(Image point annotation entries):
[BEGIN]
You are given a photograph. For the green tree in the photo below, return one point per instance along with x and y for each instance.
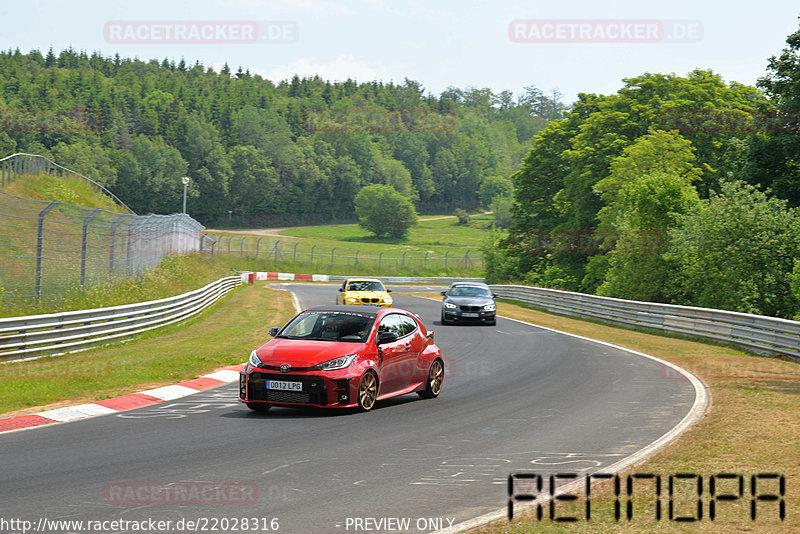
(89, 159)
(384, 212)
(774, 157)
(737, 252)
(501, 208)
(150, 177)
[END]
(Required task): Repeat every row above word for word, leaving out the pictures.

(Correct output):
You are given a photograph. For the green tree in the photo below, return one point per instance along with x and y for each instance.
(89, 159)
(384, 212)
(774, 157)
(737, 252)
(501, 208)
(150, 177)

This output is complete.